Ruby Question : Parsing CSV data

John1234 · August 2, 2021, 6:13am

I want all the data under the Mxt column . Can anyone help ?

pcl · August 2, 2021, 9:19am

Probably, but what have you tried so far?

Ruby has a CSV library: Class: CSV (Ruby 3.0.2)

John1234 · August 2, 2021, 9:32am

I tried the CSV library .
uri = URI(url)

response = Net::HTTP.get(uri)
lines = CSV.parse(response, headers: true)
But the issue I am facing is , there is a space between the titles and the data .

pcl · August 3, 2021, 8:32am

There is a skip_blanks option: Class: CSV (Ruby 3.0.2) - does that help?

e.g. for file.csv:

Read using:

> table = File.open('file.csv') {|f| CSV.parse(f,headers:true, skip_blanks:true, col_sep:" ")}
 => #<CSV::Table mode:col_or_row row_count:3> 
> table[0]
 => #<CSV::Row "a":"1" "b":"2" "c":"3"> 
> table[1]
 => #<CSV::Row "a":"4" "b":"5" "c":"6"> 
> table["b"]
 => ["2", "5"]

SouravGoswami · August 3, 2021, 2:05pm

Assuming your file is named as p, you can run this script that finds the MxT column, and prints the data as an array that MxT column has.

Do note that it will work even if you have big file, bigger than your system’s memory:

#!/usr/bin/env ruby
COLUMN = 'MxT'

data = IO.foreach('p')

# Find the index of column MxT
mxt_col = 0
data.next.tap(&:strip!).split { |x|
	break if x == COLUMN
	mxt_col += 1
}

# Get the data in columns MxT
loop  { p data.next.tap(&:strip!).split[mxt_col] }

Here we are reading the file line-by-line. The purpose of the loop { } is to stop once StopIteration error is raised.

If you need more performance, just replace the whole loop with:

mxt_col_2 = mxt_col + 2
loop  { p data.next.tap(&:strip!).split($;, mxt_col_2)[mxt_col] }

John1234 · August 4, 2021, 3:26am

I am parsing from a URL not a file.
The last line is not working. It’s turning into a infinite loop.

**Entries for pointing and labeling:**
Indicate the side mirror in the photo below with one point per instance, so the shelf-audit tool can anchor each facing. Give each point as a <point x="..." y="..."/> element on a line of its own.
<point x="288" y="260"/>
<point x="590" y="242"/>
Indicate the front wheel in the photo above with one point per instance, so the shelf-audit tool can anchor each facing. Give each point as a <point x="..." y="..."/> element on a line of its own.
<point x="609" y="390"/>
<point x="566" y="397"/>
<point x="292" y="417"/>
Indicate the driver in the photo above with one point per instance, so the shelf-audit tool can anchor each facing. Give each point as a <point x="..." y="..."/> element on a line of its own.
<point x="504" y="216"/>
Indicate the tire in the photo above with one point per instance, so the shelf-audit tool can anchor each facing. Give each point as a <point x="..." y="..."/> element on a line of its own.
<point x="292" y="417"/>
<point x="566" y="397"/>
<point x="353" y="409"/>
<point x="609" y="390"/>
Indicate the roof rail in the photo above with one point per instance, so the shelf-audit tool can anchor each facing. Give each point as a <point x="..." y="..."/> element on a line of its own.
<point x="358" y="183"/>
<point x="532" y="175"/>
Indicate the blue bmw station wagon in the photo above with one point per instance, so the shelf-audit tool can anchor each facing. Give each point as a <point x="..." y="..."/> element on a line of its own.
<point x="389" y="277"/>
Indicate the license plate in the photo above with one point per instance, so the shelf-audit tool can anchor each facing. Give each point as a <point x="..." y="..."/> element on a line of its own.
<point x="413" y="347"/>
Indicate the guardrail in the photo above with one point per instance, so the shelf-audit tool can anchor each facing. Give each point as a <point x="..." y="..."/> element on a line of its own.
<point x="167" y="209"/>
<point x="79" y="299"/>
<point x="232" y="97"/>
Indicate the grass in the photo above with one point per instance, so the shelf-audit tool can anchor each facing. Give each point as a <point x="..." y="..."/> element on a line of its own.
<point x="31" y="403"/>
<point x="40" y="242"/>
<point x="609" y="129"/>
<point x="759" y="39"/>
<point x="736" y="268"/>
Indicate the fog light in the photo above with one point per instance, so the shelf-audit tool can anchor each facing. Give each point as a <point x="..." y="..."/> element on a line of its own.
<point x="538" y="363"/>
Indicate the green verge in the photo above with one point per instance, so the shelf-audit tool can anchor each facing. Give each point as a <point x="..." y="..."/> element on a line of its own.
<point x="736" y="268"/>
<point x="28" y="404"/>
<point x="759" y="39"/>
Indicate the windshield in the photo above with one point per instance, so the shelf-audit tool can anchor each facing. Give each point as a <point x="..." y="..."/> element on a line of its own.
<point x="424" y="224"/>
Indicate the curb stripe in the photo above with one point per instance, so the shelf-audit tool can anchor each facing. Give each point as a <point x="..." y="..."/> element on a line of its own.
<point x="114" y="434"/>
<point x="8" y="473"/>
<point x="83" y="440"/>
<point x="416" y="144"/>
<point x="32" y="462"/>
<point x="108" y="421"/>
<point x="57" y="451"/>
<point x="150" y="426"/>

**STATED TASK 1:**
In the Ruby CSV parsing thread, which option does pcl suggest for dealing with the space between the titles and the data?
**STATED TASK 2:**
Extend the Ruby CSV parsing thread by writing what comes after its final post.

**RIGHT ANSWER 1:**
The skip_blanks option.

**RIGHT ANSWER 2:**
SouravGoswami · August 4, 2021, 5:23am

If you are getting data from the internet, you can send a get request to the website with Net::HTTP.get().

I have no idea why the last line in the previous code will turn into an infinite loop, if you already have a file. There’s no way it can happen unless you are continuously writing to that file - in that case, the program will behave like tail -f p without the wait that tail does.

For regular saved text files the data.next() must raise a StopIteration when the end of the file is reached, and the purpose of the loop { } iterator is just to rescue that. If there’s a while loop, we had to break when StopIteration is reached.

The modified code for getting the data from the internet will look like this:

#!/usr/bin/env ruby
COLUMN = 'MxT'
URL = 'https://www.example.net/csv?rows=1000'

require 'net/https'

data = begin
	Net::HTTP.get(URI(URL)).split(?\n)
rescue SocketError, OpenSSL::SSL::SSLError
	abort "Can't download data. Error:\n\t#{$!}"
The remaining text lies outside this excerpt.